## BEGIN DATA PROVIDED

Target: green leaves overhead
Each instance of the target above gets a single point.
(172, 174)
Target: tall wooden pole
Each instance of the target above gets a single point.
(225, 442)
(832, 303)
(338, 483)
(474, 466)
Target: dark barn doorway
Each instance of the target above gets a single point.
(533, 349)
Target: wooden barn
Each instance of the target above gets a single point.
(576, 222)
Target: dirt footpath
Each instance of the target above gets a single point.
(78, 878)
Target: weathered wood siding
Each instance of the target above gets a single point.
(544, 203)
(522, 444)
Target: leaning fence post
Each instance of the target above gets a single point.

## END DATA PROVIDED

### WHAT TO PRODUCE
Reproduce the records from the line containing "Target: leaning fence post" through the last line of the records, with both of those lines included.

### RESPONSE TO THIS EXERCISE
Target: leaning fence post
Each instance of the target above gets a single point.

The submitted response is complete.